◆ **Reading passage**
Project Member Reported by mnissler@chromium.org, Aug 3

Issue description

Per http://seclists.org/oss-sec/2018/q3/76 quoted for convenience below.

TL;DR: Arbitrary kernel memory read primitive in kernels 3.10 - 4.15 when CONFIG_POSIX_TIMERS and CONFIG_CHECKPOINT_RESTORE is enabled. Requires native code execution to access. Chrome OS doesn't enable CONFIG_CHECKPOINT_RESTORE AFAICT, but lakitu does. Given that, setting Impact-None for now, but feel free to adjust for what is appropriate for lakitu.

We should probably pick up the patch in our kernels where it applies (fix referenced below).


Here's the announcement from oss-sec:

Hi!

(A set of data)
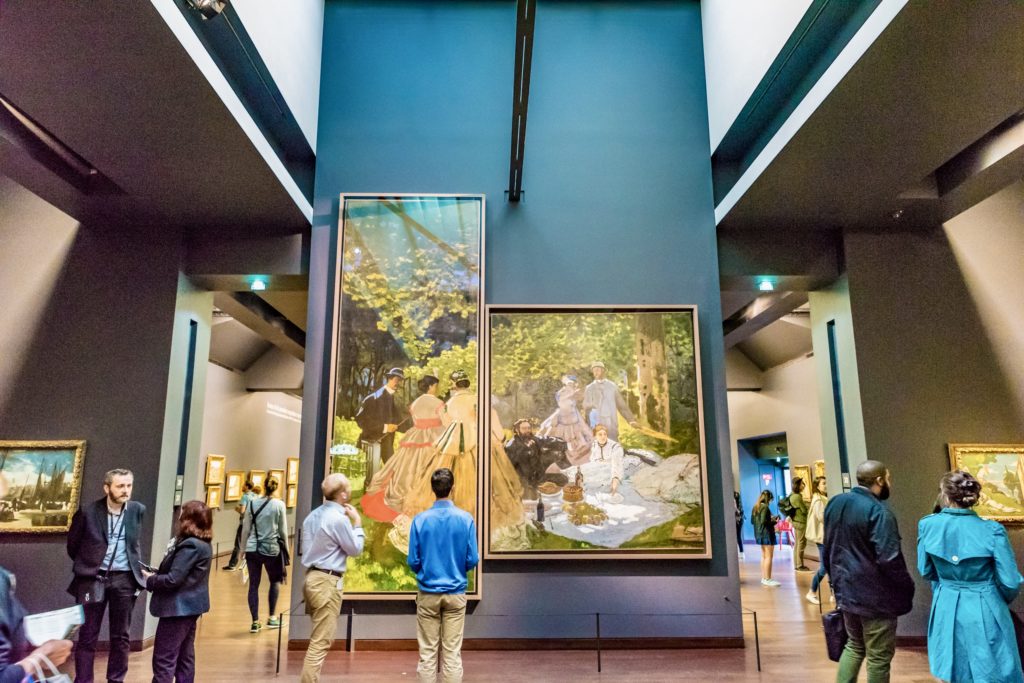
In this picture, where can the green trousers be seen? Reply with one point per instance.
(871, 639)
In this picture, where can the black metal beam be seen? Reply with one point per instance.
(525, 10)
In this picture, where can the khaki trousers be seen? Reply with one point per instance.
(323, 593)
(440, 619)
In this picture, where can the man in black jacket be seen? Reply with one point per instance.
(103, 542)
(867, 571)
(379, 415)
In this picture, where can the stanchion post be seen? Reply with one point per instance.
(281, 621)
(757, 640)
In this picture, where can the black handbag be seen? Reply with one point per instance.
(836, 635)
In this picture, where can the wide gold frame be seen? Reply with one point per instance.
(956, 451)
(233, 484)
(76, 485)
(584, 556)
(210, 478)
(480, 325)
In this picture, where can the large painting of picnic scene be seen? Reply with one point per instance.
(406, 390)
(595, 433)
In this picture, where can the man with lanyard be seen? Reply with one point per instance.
(103, 543)
(331, 535)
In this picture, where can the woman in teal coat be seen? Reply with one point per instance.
(974, 578)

◆ **Exercise objective**
Reproduce the bug report word for word between "Per http://seclists.org/oss-sec/2018/q3/76 quoted" and "appropriate for lakitu.", inclusive. Rely on the bug report alone.

◆ **Task solution**
Per http://seclists.org/oss-sec/2018/q3/76 quoted for convenience below.

TL;DR: Arbitrary kernel memory read primitive in kernels 3.10 - 4.15 when CONFIG_POSIX_TIMERS and CONFIG_CHECKPOINT_RESTORE is enabled. Requires native code execution to access. Chrome OS doesn't enable CONFIG_CHECKPOINT_RESTORE AFAICT, but lakitu does. Given that, setting Impact-None for now, but feel free to adjust for what is appropriate for lakitu.